> **Written exercise**
The entries need to be copied exactly.

> **Supplied material**
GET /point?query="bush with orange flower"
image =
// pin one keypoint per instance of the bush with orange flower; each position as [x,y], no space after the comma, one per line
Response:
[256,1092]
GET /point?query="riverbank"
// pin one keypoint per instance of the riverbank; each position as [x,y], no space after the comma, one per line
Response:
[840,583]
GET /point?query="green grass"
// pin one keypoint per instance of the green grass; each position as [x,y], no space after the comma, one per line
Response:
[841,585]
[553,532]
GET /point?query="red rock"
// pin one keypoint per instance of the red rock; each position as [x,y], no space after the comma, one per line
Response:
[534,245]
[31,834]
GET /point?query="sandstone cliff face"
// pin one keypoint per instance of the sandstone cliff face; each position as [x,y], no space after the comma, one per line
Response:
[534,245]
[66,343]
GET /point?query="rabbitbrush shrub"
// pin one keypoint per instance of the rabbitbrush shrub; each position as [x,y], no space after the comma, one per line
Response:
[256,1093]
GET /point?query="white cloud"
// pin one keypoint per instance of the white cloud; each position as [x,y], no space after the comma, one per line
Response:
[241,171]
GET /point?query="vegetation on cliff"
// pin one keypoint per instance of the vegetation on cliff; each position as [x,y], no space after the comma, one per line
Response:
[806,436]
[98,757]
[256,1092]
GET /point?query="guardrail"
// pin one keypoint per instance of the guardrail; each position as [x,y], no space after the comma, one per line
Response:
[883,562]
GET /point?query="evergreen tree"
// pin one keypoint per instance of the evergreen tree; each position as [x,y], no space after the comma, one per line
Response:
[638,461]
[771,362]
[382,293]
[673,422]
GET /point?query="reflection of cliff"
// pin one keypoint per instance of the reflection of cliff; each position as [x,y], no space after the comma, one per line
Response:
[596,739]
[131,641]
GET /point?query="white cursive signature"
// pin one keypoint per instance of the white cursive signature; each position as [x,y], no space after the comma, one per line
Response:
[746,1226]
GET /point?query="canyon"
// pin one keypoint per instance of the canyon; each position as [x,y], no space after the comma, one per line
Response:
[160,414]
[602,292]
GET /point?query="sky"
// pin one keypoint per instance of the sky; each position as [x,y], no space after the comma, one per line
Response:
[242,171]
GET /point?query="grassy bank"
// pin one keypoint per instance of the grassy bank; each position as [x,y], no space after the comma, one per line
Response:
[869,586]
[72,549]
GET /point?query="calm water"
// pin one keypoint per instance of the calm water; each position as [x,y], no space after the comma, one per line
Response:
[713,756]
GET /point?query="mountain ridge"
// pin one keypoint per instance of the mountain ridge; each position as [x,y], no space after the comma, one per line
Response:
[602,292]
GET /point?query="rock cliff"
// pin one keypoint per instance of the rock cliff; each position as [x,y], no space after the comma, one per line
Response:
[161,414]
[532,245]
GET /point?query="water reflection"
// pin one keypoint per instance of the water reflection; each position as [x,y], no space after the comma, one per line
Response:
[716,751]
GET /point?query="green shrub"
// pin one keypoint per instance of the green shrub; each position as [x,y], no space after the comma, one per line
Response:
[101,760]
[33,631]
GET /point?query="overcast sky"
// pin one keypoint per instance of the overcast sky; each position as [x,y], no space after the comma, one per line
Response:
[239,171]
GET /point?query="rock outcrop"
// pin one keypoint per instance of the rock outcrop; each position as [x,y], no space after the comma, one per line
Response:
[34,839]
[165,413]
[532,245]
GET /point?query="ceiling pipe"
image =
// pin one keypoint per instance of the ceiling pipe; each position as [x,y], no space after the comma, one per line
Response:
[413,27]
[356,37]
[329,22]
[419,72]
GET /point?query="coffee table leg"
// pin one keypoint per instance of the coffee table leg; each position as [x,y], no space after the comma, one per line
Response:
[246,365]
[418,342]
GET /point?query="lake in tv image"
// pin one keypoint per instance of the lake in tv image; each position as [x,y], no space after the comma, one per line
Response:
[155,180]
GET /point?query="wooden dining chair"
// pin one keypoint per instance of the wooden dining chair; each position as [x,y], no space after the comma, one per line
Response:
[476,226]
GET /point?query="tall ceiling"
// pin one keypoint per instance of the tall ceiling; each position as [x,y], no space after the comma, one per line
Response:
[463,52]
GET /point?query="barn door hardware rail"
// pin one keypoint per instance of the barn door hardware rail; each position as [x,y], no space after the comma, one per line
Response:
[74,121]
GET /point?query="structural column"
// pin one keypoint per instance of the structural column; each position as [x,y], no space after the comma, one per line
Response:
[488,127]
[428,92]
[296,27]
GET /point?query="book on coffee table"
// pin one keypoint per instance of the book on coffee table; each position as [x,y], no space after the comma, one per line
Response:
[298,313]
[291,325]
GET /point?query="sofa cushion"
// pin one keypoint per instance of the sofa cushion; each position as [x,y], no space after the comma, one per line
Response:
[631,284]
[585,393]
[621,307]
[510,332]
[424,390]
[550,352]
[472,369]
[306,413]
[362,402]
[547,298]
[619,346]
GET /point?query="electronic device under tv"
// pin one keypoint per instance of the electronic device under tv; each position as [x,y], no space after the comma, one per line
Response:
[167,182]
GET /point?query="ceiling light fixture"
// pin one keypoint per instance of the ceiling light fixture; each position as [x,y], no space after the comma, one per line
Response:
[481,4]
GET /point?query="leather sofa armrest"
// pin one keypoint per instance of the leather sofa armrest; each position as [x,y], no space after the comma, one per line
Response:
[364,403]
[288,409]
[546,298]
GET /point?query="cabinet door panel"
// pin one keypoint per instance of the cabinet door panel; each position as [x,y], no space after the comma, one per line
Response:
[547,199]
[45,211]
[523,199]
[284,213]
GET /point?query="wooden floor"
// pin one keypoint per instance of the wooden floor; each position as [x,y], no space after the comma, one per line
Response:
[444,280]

> **Worked solution**
GET /point?query="bush with orange flower"
image =
// pin one keypoint per instance of the bush with orange flower; each position as [x,y], no space after the comma, one per line
Response:
[256,1092]
GET /point?query="riverbank"
// pin one keypoint per instance of the riverbank; each position as [x,y], no space after the comma, one per line
Response:
[840,583]
GET /point?query="green grass"
// pin one keypoint per instance of the green grass; each position as [x,y], no space after the comma, one per line
Response:
[841,585]
[553,532]
GET /point?query="red rock"
// pin one keypoint per instance of the red rock; each position as [x,y], no space after the comma, one per line
Response:
[534,245]
[31,834]
GET /point?query="sandstone cliff face"
// pin one keypoint per instance of the sandstone cliff face; each position as [x,y], no space after the comma, one per line
Response:
[534,245]
[66,343]
GET /point?query="rabbitbrush shrub"
// pin one keypoint per instance of the rabbitbrush shrub; each position as [x,y], no space after the comma, one per line
Response:
[256,1093]
GET /point?query="white cloud"
// pin one keypoint per instance of the white cloud; each position as [x,y], no space after the comma, one per line
Response:
[241,171]
GET /point?query="vegetation on cliff"
// pin one keypoint per instance of the vegetation on cliff; each position as [x,y], no space after the comma, one per line
Response:
[806,436]
[98,757]
[256,1092]
GET /point?query="guardrail"
// pin one keypoint per instance of the guardrail; each position as [x,y], no space after the comma, one per line
Response:
[883,562]
GET /point?query="evergreen tree"
// pin one keypoint per instance of the evergreen tree; each position as [x,y], no space after the comma, one per line
Response:
[638,461]
[771,362]
[382,293]
[673,422]
GET /point?query="reflection of cliff"
// pin one keypoint per instance of the reflection of cliff; each position as [x,y], no space after the comma, one per line
Response:
[596,739]
[131,641]
GET /point?query="white cursive signature"
// pin one keypoint per instance of the white cursive signature; each position as [x,y], no space after the comma, one per line
Response:
[746,1226]
GET /point?query="canyon"
// pin one keypoint per instance of the canyon; each position as [x,y], no space after the comma, one per line
Response:
[160,414]
[602,292]
GET /point?query="sky"
// pin one keypoint per instance of the sky; each position as [x,y], no space after the comma, one per line
Response:
[242,171]
GET /point?query="grassy bank"
// pin one keypoint per instance of the grassy bank; each position as [x,y], no space after the comma, one per line
Response:
[869,586]
[72,549]
GET /point?query="calm water"
// pin one keypoint per instance of the calm water; each position as [x,y], no space after the comma, one per line
Response:
[713,756]
GET /point?query="mountain ridge"
// pin one keypoint per instance of the mountain ridge; each position as [x,y], no space after the comma, one per line
Response:
[602,292]
GET /point?query="rock cliff"
// pin one keypoint per instance of the rock cliff; each position as [x,y], no space after the comma, one per line
Response:
[161,414]
[532,245]
GET /point?query="water reflection"
// pin one keypoint per instance of the water reflection; each position as [x,y], no space after the comma, one per line
Response:
[716,751]
GET /point?query="green shrub"
// pin one keypoint per instance of the green shrub; each position as [x,y], no space after the comma, one per line
Response:
[101,760]
[33,631]
GET /point?query="overcast sky"
// pin one keypoint per instance of the overcast sky; each position as [x,y], no space after the comma, one per line
Response:
[239,171]
GET /point?query="rock outcrop"
// pin one keypoint per instance of the rock outcrop; each position as [x,y], no space after the comma, one per line
Response:
[34,839]
[165,413]
[532,245]
GET /point?query="ceiling pipe"
image =
// pin one keypoint per instance of the ceiling pipe; each position as [x,y], no space after the comma, one per line
Response:
[413,27]
[356,37]
[329,22]
[419,72]
GET /point?query="coffee table leg"
// pin one keypoint per instance of the coffee table leg; each position as [x,y], no space after the comma, one per line
Response:
[246,365]
[418,342]
GET /point?query="lake in tv image"
// pin one keypoint per instance of the lake in tv image; each position as [x,y], no space after the comma, one per line
Response:
[155,180]
GET /point?query="wooden dining chair"
// pin one keypoint per instance of the wooden dining chair; each position as [x,y], no space after the comma, one per line
Response:
[476,226]
GET /point?query="tall ceiling"
// pin one keypoint per instance of the tall ceiling; each position as [x,y], no space after the comma, one per line
Response:
[463,52]
GET /point?query="barn door hardware rail"
// pin one keypoint per instance of the barn door hardware rail; each position as [x,y], no space after the comma, one per line
Response:
[74,121]
GET /point?query="structural column"
// pin one keypoint per instance of the structural column; each position as [x,y], no space after the comma, one per line
Response:
[488,127]
[428,92]
[296,27]
GET /point?query="book on coffee table"
// pin one keypoint per instance of the book on coffee table; each position as [x,y], no space after the comma, one per line
Response:
[298,313]
[291,325]
GET /point?query="sofa cushion"
// pin one keypoint per instance of the sofa cushion; each position as [x,y], no space after the comma, one per line
Response:
[631,284]
[585,393]
[621,307]
[510,332]
[424,390]
[550,352]
[472,369]
[306,413]
[362,402]
[547,298]
[619,346]
GET /point?query="electronic device under tv"
// pin one keypoint per instance of the electronic device under tv; each position as [x,y], no space after the comma, one per line
Response:
[167,182]
GET /point?query="ceiling light fixture"
// pin one keypoint per instance of the ceiling light fixture; each position as [x,y], no space after the comma, one per line
Response:
[481,4]
GET /point?query="leather sofa armrest"
// pin one keypoint per instance of the leather sofa armrest; each position as [x,y], no space after the comma, one per line
Response:
[364,403]
[288,409]
[546,298]
GET /point?query="cabinet door panel"
// pin one keypoint per instance of the cabinet door panel; each position as [x,y], no space after the comma, one per line
Response:
[547,199]
[45,211]
[523,199]
[284,213]
GET /point?query="wooden floor"
// pin one keypoint per instance of the wooden floor; each position as [x,y], no space after the comma, one per line
Response:
[444,280]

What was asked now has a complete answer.